> _CHALLENGE_
In the opinion on the city seals below, write out word for word the passage that opens with "The court has" and runs through "of religion itself.".

> _EXTRACTED TEXT_
═══

The court has rendered a decision, which as I see it, is a strict and narrow, interpretation of the religion clauses of the 1st amendment of the Constitution. The holding of this court has completely overlooked the historical facts and suppositions present here today. The court’s decision enjoining the City of Zion and Rolling Meadows, IL, to remove the “religious” symbols from their town seals and emblems, has made the Lemon test into something that is no longer of the specific nature, used for the protection of America’s own interests, but for something used to strike down and inhibit the free exercise of religion itself.
It is quite clear and has certainly been made quite clear by each of the city councils present here today, that there was no true emphasis on sectarian religion in either city. The designs of each emblem and logo have certain historical pretenses that explain the origins of each logo in question. Granted, the Zion city logo had certain religious intent, but as anyone can see by the testimony given by the mayor and city council members, the only reason it [the seals and logos] remained unchanged all these years was in honor of the history behind the seals and logos themselves. Certainly this would not be considered an attempt to further religion, but merely an attempt to honor a prominent figure in the cities history. In Marsh v. Chambers, Supreme Court Justice Brennan states, “The Court’s main argument for carving out an exception sustaining legislative prayer is historical. . .this is a case however, in which-absent the Court’s invocation of history-there would be no question that the practice as at issue was unconstitutional” (Emmerich/Adams 12-13). This is a quote taken from a case that set precedent on paid legislative chaplains. The case centered on a Presbyterian minister who opened every session of Nebraska’s state legislature with a prayer. This chaplain was paid for his duties rendered. As anyone can clearly read in J. Brennan’s dissent, the court sustained paid legislative chaplains merely for history’s sake. He goes on in his dissent to explain that if the Lemon test applied, (which is the test in question); the procedure would clearly be unconstitutional. Now granted that the two cases in comparison have two different issues of discussion (legislative prayer, and religious symbols), the principle in Marsh v. Chambers is that our highest court has sustained an act that is in clear violation of the establishment clause, and has done so only on the grounds of historical fact and invocation. Simply because the United States has practiced an act over a period of time, does not give the act exception from adhering to the Constitution. Or if it does, then this too needs to become a “test” just as the Lemon test itself has come into our possession and practice. I think that it would be enough to say the court here today has not considered the full scope of these clauses, nor has it treated all the evidence in question fairly and justly.
Another instance that focuses on historical principle are the case that has sustained “In God We Trust” be printed on all of our currency. In the case Aronow v. United States, the court held that employment of this motto was “a patriotic or ceremonial character and bears no true resemblance to a governmental sponsorship of a religious exercise” (Emmerich/Adams 12-78). Here we have an instance, or exception mind you, affirmed by the high courts. They do so by defending the historical background of the motto, “In God We Trust” and also relating the facts that it is not a nationally enforced belief, nor does it any longer have the same intent as it did when it was originally contrived, in the late 19th century. Clearly in both cases represented here today, there is no such advancement, or preference of a state, or city-sanctioned religion. If the courts can rationalize sustaining this type of motto, or symbolic expression, then the courts also need to be consistent with carrying over that same rationale into today’s cases.

═══

> _Items listed in a dataset_
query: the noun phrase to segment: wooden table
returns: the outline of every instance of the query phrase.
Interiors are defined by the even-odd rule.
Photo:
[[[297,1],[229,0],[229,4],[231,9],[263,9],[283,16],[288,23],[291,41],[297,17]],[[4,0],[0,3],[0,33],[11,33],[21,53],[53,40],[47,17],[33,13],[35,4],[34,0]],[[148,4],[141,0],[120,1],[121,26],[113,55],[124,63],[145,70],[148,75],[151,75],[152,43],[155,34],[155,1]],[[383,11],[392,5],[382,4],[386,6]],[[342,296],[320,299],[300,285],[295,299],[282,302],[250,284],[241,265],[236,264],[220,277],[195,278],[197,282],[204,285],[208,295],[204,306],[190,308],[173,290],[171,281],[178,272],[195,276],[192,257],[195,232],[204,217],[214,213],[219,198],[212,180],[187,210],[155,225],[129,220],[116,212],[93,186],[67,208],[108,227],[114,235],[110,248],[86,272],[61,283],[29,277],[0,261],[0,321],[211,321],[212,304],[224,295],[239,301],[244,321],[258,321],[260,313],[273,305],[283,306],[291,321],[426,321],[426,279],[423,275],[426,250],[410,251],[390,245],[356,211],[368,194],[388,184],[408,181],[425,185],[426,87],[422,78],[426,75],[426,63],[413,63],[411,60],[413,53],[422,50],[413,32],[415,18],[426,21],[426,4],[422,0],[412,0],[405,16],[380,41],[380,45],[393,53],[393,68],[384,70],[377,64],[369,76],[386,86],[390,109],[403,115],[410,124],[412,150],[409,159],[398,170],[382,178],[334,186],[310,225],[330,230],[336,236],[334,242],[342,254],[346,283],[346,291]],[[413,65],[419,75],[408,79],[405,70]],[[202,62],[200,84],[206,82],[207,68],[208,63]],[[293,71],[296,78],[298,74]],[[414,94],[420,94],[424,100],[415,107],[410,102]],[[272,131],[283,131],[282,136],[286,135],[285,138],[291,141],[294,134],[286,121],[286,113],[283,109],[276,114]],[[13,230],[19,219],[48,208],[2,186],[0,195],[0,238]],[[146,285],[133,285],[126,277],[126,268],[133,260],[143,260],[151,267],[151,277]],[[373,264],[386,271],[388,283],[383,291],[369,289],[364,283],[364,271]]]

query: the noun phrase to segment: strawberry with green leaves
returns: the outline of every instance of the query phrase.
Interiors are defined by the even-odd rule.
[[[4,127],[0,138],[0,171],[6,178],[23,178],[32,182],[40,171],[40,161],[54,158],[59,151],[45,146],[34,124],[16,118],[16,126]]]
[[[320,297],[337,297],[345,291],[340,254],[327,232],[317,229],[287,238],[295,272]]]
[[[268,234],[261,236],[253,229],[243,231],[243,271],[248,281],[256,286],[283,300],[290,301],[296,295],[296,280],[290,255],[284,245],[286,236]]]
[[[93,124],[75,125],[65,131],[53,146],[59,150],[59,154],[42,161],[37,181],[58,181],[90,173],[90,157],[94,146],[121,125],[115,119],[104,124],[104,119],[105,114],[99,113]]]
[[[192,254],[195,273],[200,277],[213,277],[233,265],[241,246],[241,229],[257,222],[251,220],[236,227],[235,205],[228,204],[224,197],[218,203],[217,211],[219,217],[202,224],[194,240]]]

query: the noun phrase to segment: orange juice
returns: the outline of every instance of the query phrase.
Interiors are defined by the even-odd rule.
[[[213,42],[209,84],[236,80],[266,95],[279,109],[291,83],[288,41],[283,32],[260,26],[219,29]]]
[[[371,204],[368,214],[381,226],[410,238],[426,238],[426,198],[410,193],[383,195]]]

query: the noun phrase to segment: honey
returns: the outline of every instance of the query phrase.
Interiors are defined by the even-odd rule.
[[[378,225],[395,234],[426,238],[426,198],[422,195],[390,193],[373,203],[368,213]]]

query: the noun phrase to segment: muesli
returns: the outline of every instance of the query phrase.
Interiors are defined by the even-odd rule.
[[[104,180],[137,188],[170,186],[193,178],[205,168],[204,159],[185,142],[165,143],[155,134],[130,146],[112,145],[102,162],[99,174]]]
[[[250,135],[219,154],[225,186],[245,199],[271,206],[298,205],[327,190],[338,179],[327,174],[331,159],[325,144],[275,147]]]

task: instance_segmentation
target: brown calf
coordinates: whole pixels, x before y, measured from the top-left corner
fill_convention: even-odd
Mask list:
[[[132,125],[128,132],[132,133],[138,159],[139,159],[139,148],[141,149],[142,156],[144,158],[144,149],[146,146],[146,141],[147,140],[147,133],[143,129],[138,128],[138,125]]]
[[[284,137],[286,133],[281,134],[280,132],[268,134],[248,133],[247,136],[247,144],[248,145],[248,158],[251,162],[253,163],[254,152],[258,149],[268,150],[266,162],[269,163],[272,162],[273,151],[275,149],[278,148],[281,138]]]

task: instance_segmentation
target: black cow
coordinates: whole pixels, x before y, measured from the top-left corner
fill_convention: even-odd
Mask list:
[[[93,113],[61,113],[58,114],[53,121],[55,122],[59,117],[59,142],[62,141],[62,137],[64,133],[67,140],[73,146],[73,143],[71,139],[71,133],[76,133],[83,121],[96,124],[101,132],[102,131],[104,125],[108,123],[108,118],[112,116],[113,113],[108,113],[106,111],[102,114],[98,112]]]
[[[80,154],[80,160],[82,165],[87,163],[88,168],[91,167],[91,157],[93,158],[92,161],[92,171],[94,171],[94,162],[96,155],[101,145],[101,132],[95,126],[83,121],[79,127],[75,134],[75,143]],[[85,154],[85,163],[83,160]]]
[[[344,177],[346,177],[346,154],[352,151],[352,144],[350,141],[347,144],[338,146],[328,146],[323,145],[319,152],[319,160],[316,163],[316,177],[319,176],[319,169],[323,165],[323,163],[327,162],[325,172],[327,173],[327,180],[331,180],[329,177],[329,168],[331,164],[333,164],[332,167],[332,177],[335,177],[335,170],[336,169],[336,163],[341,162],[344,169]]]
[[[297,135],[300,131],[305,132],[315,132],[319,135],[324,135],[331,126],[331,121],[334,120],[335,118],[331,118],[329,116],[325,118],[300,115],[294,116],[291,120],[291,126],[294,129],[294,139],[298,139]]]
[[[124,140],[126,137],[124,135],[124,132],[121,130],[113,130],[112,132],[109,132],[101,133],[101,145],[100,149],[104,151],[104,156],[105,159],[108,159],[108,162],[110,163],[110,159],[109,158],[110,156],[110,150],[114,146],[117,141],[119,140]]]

═══

> _RESPONSE TO THE TASK_
The court has rendered a decision, which as I see it, is a strict and narrow, interpretation of the religion clauses of the 1st amendment of the Constitution. The holding of this court has completely overlooked the historical facts and suppositions present here today. The court’s decision enjoining the City of Zion and Rolling Meadows, IL, to remove the “religious” symbols from their town seals and emblems, has made the Lemon test into something that is no longer of the specific nature, used for the protection of America’s own interests, but for something used to strike down and inhibit the free exercise of religion itself.